** What is needed **
Copy out the records below, changing each instance of "Kindly report" to "Please give" and keeping everything else the same.

** Listed records **
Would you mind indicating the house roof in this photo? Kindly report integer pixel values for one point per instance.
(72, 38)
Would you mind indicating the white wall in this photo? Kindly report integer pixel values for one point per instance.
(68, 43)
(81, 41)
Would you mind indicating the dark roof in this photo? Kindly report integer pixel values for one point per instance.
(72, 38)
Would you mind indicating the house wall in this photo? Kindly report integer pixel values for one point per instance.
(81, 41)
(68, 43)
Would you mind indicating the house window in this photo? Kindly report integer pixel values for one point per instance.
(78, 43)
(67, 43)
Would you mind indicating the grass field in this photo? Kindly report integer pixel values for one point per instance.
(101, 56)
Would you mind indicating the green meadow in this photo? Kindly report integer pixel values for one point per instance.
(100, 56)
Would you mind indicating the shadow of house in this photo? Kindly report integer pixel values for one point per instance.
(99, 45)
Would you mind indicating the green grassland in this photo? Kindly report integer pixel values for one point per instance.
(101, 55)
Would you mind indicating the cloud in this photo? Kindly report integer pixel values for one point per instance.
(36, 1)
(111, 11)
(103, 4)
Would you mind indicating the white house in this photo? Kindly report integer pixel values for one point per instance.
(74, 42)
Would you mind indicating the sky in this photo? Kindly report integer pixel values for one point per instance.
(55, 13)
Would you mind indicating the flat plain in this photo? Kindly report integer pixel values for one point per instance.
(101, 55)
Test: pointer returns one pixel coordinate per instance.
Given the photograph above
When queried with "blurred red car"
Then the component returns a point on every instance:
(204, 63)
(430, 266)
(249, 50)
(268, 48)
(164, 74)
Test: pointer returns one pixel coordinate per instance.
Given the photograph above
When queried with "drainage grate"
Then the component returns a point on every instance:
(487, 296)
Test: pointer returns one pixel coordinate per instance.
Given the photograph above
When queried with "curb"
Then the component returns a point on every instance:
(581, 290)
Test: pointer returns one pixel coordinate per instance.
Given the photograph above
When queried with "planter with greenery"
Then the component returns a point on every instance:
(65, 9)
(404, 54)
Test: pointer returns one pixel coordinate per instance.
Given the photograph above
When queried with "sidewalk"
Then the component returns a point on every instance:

** Full solution **
Would you mind indicating the house roof in this photo? Please give integer pixel values for one point per instance.
(72, 38)
Would you mind indicating the white wall in this photo? Please give integer pixel values for one point per instance.
(68, 43)
(81, 41)
Would you mind indicating the dark roof in this photo? Please give integer pixel values for one point per instance.
(72, 38)
Would you mind indicating the house wall in this photo? Please give integer pixel values for one point per instance.
(81, 41)
(68, 43)
Would you mind indicating the house window in this photo? Please give integer pixel values for one point per instance.
(78, 43)
(67, 43)
Would you mind indicating the grass field in this photo? Please give integer pixel values for one point per instance.
(101, 56)
Would you mind indicating the green meadow in this photo? Please give integer pixel values for one point per instance.
(100, 56)
Would you mind indicating the shadow of house in this photo? Please give integer pixel values for one point per instance.
(99, 45)
Would you mind indicating the green grassland in this photo? Please give integer pixel values for one point per instance.
(101, 55)
Would you mind indicating the cloud in this photo? Please give integer pixel values for one point per instance.
(36, 1)
(111, 11)
(103, 4)
Would you mind indicating the white house in this photo? Please give integer pixel values for one point per instance.
(74, 42)
Would you mind indicating the sky in this photo? Please give integer pixel values for one point per instance.
(55, 13)
Would you mind indicating the flat plain in this photo? Please give integer pixel values for one point per instance.
(101, 55)
Test: pointer returns one pixel coordinate per instance.
Given the photograph above
When queried with "blurred red car"
Then the component returns a point on every instance:
(204, 63)
(430, 266)
(249, 50)
(268, 48)
(164, 74)
Test: pointer returns one pixel coordinate per instance.
Given the photograph above
When queried with "drainage grate"
Then the component returns a point on every instance:
(487, 296)
Test: pointer returns one pixel coordinate per instance.
Given the photograph above
When queried with "curb"
Then the component returns a point on every instance:
(581, 290)
Test: pointer returns one pixel coordinate per instance.
Given the photograph above
When queried with "planter with greenery"
Then the component returns a point on every instance:
(65, 9)
(404, 54)
Test: pointer returns one pixel coordinate per instance.
Given the photograph above
When queried with "sidewalk"
Then the component returns a point on every instance:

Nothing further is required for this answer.